Brief 1: Copy out the whole text on importing map and contour data, word for word.

Selected text:
····················
This time you'll probably notice a difference: there's this new contours table with a couple of indexes. This table contains data that I'll be using for drawing hypsometric lines (also know as contour lines) in my map. This 21GiB table contains all the data from 0 to 4000+m in 50m increments for the whole Europe and some parts of Africa and Asia, except for that above 60°, which means that Iceland, most of Scandinavia and the North of Russia is out. At that size, I think it's a bargain.

As with jburgess' data, we have the intermediate data, and quite a lot. Besides the 21GiB extra for contours, we have notably 42+52+2+7GiB for ways. In practice this means that, besides of some of my files, OSM+contour data uses almost all the 220GiB of SSD space, so I'll just move all my stuff out of the SSD :( Another alternative would be to just reimport the whole data from time to time (once a month or each time I update my rendering rules, which I plan to do based on openstreetmap-carto's releases, but not on each one of them).

During the import I logged the memory usage of the 10 more memory hungry processes in the machine with this command:

( while true; do date -R; ps ax -o rss,vsize,pid,cmd | sort -rn | head; sleep 60; done ) | tee -a mem.log

Then I massaged that file with a little bit of Python and obtained a CVS file which I graphed with LibreOffice. I tried several formats and styles, but to make things readable I only graphed the sum of all the postgres processes and osm2psql. This is the final graph:

Here you can see 4 lines, 2 for the sum of postgres and two for osm2psql. The thick lines graph the RSS for them, which is the resident, real RAM usage of that process. The correspondent thin line shows the VIRT size, which is the amount of memory malloc()'ed by the processes. As with any memory analysis under Linux, we have the problem that all the processes report also the memory used by the libraries used by them, and if there are common libraries among them, they will be reported several times. Still, for the amounts of memory we're talking about here, we can say it's negligible against the memory used by the data.
····················
Entries for labeling with bounding boxes:
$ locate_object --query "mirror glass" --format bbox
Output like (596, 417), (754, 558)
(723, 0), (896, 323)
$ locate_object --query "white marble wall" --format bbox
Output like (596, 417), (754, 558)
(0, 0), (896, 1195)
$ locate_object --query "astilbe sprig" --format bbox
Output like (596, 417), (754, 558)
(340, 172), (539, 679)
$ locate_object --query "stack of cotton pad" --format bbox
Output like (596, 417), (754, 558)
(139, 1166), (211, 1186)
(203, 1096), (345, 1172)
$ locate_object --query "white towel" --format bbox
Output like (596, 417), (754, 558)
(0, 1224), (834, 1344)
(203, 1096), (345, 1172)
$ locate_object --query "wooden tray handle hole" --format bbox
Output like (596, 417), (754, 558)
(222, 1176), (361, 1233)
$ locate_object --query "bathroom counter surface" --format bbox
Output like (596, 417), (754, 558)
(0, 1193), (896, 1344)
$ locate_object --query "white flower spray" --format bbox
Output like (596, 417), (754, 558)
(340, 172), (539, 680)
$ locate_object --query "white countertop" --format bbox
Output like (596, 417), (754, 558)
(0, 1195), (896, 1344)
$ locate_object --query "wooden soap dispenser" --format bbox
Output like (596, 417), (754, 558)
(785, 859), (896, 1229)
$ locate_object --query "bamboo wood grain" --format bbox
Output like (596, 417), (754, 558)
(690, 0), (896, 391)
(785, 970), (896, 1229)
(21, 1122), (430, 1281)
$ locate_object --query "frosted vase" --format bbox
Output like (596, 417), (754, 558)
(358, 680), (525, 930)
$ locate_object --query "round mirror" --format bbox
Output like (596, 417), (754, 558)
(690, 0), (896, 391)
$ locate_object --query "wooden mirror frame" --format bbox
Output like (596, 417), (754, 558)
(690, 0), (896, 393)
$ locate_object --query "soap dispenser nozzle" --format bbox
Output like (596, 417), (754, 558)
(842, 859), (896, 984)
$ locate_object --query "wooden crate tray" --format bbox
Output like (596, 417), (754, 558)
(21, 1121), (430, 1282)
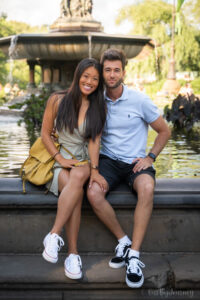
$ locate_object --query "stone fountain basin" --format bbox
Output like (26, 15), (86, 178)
(0, 32), (153, 61)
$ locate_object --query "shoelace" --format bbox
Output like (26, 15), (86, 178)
(128, 256), (145, 275)
(69, 254), (82, 268)
(49, 235), (65, 251)
(115, 243), (129, 257)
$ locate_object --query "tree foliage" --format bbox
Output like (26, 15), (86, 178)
(0, 13), (48, 89)
(116, 0), (200, 77)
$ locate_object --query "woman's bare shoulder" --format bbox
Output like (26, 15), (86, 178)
(47, 91), (67, 108)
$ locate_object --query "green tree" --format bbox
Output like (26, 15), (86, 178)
(0, 13), (48, 94)
(116, 0), (200, 77)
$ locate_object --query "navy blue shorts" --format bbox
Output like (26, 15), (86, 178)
(99, 154), (156, 191)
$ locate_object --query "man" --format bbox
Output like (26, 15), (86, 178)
(88, 49), (170, 288)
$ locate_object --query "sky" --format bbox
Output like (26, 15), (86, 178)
(0, 0), (134, 34)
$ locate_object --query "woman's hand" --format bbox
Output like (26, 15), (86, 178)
(89, 170), (108, 192)
(56, 153), (79, 169)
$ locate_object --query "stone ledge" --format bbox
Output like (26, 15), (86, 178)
(0, 178), (200, 208)
(0, 253), (200, 290)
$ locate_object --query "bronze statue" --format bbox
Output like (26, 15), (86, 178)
(60, 0), (93, 18)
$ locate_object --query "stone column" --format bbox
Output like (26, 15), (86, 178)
(52, 66), (61, 91)
(27, 60), (36, 88)
(43, 64), (52, 89)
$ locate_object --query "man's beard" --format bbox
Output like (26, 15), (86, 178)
(105, 78), (123, 89)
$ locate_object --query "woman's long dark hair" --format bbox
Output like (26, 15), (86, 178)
(56, 58), (106, 140)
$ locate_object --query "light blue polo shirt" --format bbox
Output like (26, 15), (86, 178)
(100, 85), (160, 164)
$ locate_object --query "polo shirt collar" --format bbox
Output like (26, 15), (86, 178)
(104, 84), (128, 101)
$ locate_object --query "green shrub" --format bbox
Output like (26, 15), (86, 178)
(9, 90), (50, 144)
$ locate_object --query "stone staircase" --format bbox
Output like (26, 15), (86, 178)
(0, 178), (200, 300)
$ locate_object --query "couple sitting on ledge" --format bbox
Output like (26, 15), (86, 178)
(42, 49), (170, 288)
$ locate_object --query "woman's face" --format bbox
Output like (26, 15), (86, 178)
(79, 67), (99, 96)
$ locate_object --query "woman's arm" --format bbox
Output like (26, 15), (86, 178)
(41, 95), (79, 168)
(88, 135), (107, 192)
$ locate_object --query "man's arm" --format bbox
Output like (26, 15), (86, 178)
(133, 116), (171, 172)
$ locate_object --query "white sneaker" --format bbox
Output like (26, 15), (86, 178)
(64, 254), (82, 279)
(42, 233), (65, 263)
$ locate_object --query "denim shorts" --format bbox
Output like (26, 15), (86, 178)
(99, 154), (156, 191)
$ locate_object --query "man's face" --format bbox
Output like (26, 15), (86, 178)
(103, 60), (125, 89)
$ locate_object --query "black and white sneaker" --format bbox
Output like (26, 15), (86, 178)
(109, 242), (131, 269)
(126, 251), (145, 288)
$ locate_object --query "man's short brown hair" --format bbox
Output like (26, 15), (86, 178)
(100, 48), (127, 70)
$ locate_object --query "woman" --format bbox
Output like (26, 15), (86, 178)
(42, 58), (106, 279)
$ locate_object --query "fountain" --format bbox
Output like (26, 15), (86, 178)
(0, 0), (153, 90)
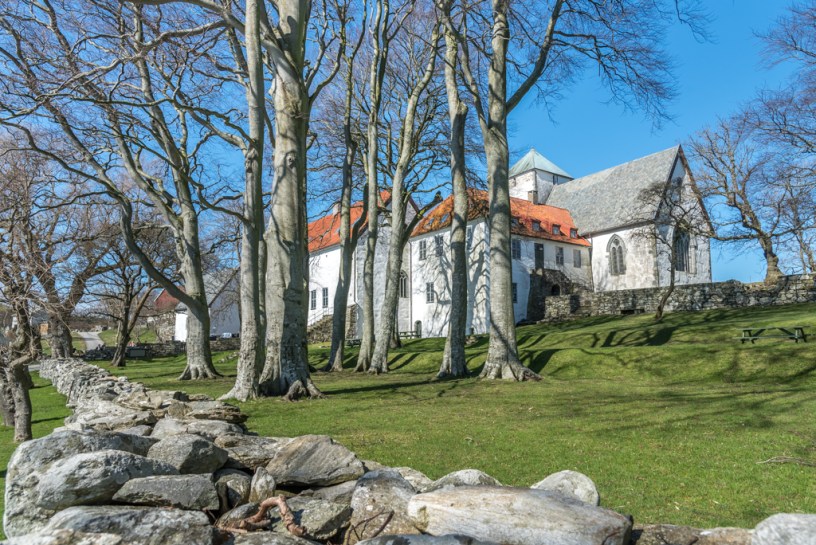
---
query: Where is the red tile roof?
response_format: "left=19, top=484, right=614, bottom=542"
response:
left=307, top=191, right=391, bottom=253
left=412, top=189, right=590, bottom=246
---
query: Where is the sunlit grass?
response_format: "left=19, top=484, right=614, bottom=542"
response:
left=3, top=305, right=816, bottom=527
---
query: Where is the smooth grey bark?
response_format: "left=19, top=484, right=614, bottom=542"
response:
left=261, top=0, right=323, bottom=400
left=437, top=1, right=469, bottom=378
left=369, top=24, right=439, bottom=373
left=456, top=0, right=564, bottom=381
left=354, top=0, right=393, bottom=372
left=221, top=0, right=266, bottom=401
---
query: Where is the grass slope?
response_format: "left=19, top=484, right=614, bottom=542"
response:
left=1, top=305, right=816, bottom=527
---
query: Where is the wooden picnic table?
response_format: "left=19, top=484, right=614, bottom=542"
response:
left=739, top=325, right=807, bottom=344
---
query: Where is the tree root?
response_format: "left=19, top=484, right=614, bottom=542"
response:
left=222, top=496, right=306, bottom=537
left=283, top=378, right=326, bottom=401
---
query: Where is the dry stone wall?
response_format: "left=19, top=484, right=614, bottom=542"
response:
left=544, top=275, right=816, bottom=321
left=3, top=359, right=816, bottom=545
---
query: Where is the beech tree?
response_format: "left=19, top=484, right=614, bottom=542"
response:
left=0, top=0, right=223, bottom=379
left=446, top=0, right=696, bottom=380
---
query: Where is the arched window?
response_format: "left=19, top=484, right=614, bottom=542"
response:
left=607, top=235, right=626, bottom=276
left=674, top=230, right=691, bottom=272
left=400, top=271, right=408, bottom=299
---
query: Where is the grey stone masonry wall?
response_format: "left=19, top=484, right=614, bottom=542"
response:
left=544, top=275, right=816, bottom=321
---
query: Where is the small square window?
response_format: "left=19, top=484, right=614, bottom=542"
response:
left=510, top=240, right=521, bottom=259
left=425, top=282, right=436, bottom=303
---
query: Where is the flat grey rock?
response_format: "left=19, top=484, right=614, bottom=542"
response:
left=113, top=475, right=219, bottom=511
left=266, top=435, right=364, bottom=486
left=0, top=530, right=125, bottom=545
left=530, top=469, right=601, bottom=505
left=423, top=469, right=501, bottom=492
left=48, top=505, right=216, bottom=545
left=37, top=450, right=178, bottom=511
left=751, top=513, right=816, bottom=545
left=349, top=469, right=419, bottom=544
left=215, top=434, right=291, bottom=471
left=147, top=434, right=227, bottom=473
left=357, top=534, right=498, bottom=545
left=408, top=486, right=632, bottom=545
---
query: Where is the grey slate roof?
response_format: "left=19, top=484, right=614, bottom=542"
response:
left=547, top=146, right=680, bottom=235
left=510, top=148, right=572, bottom=178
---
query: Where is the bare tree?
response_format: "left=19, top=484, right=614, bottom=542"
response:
left=448, top=0, right=695, bottom=380
left=0, top=0, right=223, bottom=379
left=690, top=116, right=784, bottom=282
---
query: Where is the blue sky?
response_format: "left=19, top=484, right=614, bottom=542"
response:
left=510, top=0, right=789, bottom=282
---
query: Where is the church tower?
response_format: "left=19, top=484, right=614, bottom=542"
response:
left=510, top=148, right=572, bottom=204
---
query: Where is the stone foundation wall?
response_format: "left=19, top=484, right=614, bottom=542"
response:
left=544, top=275, right=816, bottom=321
left=3, top=359, right=816, bottom=545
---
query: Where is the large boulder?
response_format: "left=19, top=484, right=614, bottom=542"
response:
left=632, top=524, right=751, bottom=545
left=530, top=469, right=601, bottom=505
left=113, top=475, right=219, bottom=511
left=751, top=513, right=816, bottom=545
left=266, top=435, right=364, bottom=486
left=408, top=486, right=632, bottom=545
left=147, top=433, right=227, bottom=473
left=423, top=469, right=501, bottom=492
left=3, top=431, right=154, bottom=537
left=37, top=450, right=178, bottom=511
left=215, top=434, right=291, bottom=471
left=43, top=505, right=217, bottom=545
left=0, top=530, right=125, bottom=545
left=349, top=469, right=419, bottom=544
left=151, top=418, right=244, bottom=441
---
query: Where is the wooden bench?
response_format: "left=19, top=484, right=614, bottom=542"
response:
left=738, top=326, right=807, bottom=344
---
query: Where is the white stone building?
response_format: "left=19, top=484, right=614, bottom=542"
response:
left=302, top=142, right=711, bottom=337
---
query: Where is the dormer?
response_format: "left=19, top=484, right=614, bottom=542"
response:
left=509, top=148, right=572, bottom=204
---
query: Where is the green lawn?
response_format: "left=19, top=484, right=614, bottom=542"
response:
left=3, top=305, right=816, bottom=527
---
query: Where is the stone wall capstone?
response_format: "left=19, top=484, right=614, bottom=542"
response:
left=3, top=359, right=816, bottom=545
left=544, top=275, right=816, bottom=322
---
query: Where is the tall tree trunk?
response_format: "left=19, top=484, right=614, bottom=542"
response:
left=481, top=0, right=540, bottom=381
left=368, top=200, right=405, bottom=374
left=178, top=242, right=220, bottom=380
left=261, top=0, right=323, bottom=400
left=221, top=0, right=266, bottom=401
left=47, top=312, right=74, bottom=358
left=354, top=0, right=390, bottom=372
left=437, top=3, right=469, bottom=378
left=111, top=304, right=130, bottom=367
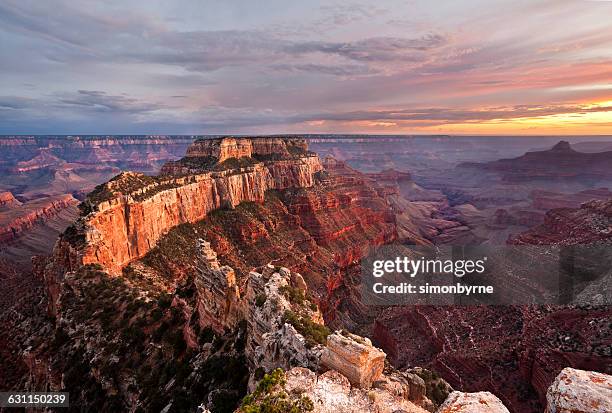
····················
Brief 2: Write the rows as a numbered list, from the start of the rows up to and including the line with "(115, 243), (129, 257)". Skip blank lines and leave the pictures out.

Right answer 1:
This time you'll probably notice a difference: there's this new contours table with a couple of indexes. This table contains data that I'll be using for drawing hypsometric lines (also know as contour lines) in my map. This 21GiB table contains all the data from 0 to 4000+m in 50m increments for the whole Europe and some parts of Africa and Asia, except for that above 60°, which means that Iceland, most of Scandinavia and the North of Russia is out. At that size, I think it's a bargain.

As with jburgess' data, we have the intermediate data, and quite a lot. Besides the 21GiB extra for contours, we have notably 42+52+2+7GiB for ways. In practice this means that, besides of some of my files, OSM+contour data uses almost all the 220GiB of SSD space, so I'll just move all my stuff out of the SSD :( Another alternative would be to just reimport the whole data from time to time (once a month or each time I update my rendering rules, which I plan to do based on openstreetmap-carto's releases, but not on each one of them).

During the import I logged the memory usage of the 10 more memory hungry processes in the machine with this command:

( while true; do date -R; ps ax -o rss,vsize,pid,cmd | sort -rn | head; sleep 60; done ) | tee -a mem.log

Then I massaged that file with a little bit of Python and obtained a CVS file which I graphed with LibreOffice. I tried several formats and styles, but to make things readable I only graphed the sum of all the postgres processes and osm2psql. This is the final graph:

Here you can see 4 lines, 2 for the sum of postgres and two for osm2psql. The thick lines graph the RSS for them, which is the resident, real RAM usage of that process. The correspondent thin line shows the VIRT size, which is the amount of memory malloc()'ed by the processes. As with any memory analysis under Linux, we have the problem that all the processes report also the memory used by the libraries used by them, and if there are common libraries among them, they will be reported several times. Still, for the amounts of memory we're talking about here, we can say it's negligible against the memory used by the data.

Right answer 2:
1. $ locate_object --query "mirror glass" --format bbox
2. Output like (596, 417), (754, 558)
3. (723, 0), (896, 323)
4. $ locate_object --query "white marble wall" --format bbox
5. Output like (596, 417), (754, 558)
6. (0, 0), (896, 1195)
7. $ locate_object --query "astilbe sprig" --format bbox
8. Output like (596, 417), (754, 558)
9. (340, 172), (539, 679)
10. $ locate_object --query "stack of cotton pad" --format bbox
11. Output like (596, 417), (754, 558)
12. (139, 1166), (211, 1186)
13. (203, 1096), (345, 1172)
14. $ locate_object --query "white towel" --format bbox
15. Output like (596, 417), (754, 558)
16. (0, 1224), (834, 1344)
17. (203, 1096), (345, 1172)
18. $ locate_object --query "wooden tray handle hole" --format bbox
19. Output like (596, 417), (754, 558)
20. (222, 1176), (361, 1233)
21. $ locate_object --query "bathroom counter surface" --format bbox
22. Output like (596, 417), (754, 558)
23. (0, 1193), (896, 1344)
24. $ locate_object --query "white flower spray" --format bbox
25. Output like (596, 417), (754, 558)
26. (340, 172), (539, 680)
27. $ locate_object --query "white countertop" --format bbox
28. Output like (596, 417), (754, 558)
29. (0, 1195), (896, 1344)
30. $ locate_object --query "wooden soap dispenser" --format bbox
31. Output like (596, 417), (754, 558)
32. (785, 859), (896, 1229)
33. $ locate_object --query "bamboo wood grain" --format bbox
34. Output like (596, 417), (754, 558)
35. (690, 0), (896, 391)
36. (785, 970), (896, 1229)
37. (21, 1122), (430, 1281)
38. $ locate_object --query "frosted vase" --format bbox
39. Output like (596, 417), (754, 558)
40. (358, 680), (525, 930)
41. $ locate_object --query "round mirror" --format bbox
42. Output like (596, 417), (754, 558)
43. (690, 0), (896, 391)
44. $ locate_object --query "wooden mirror frame" --format bbox
45. Output like (596, 417), (754, 558)
46. (690, 0), (896, 393)
47. $ locate_object --query "soap dispenser nozzle" --format bbox
48. Output like (596, 417), (754, 558)
49. (842, 859), (896, 984)
50. $ locate_object --query "wooden crate tray" --format bbox
51. Output like (596, 417), (754, 558)
52. (21, 1121), (430, 1282)
53. $ locate_object --query "stone fountain basin" --format bbox
54. Output like (26, 15), (86, 178)
55. (0, 32), (153, 61)
56. $ locate_object --query "shoelace" --format bbox
57. Output like (26, 15), (86, 178)
58. (128, 256), (145, 275)
59. (69, 254), (82, 268)
60. (49, 235), (65, 251)
61. (115, 243), (129, 257)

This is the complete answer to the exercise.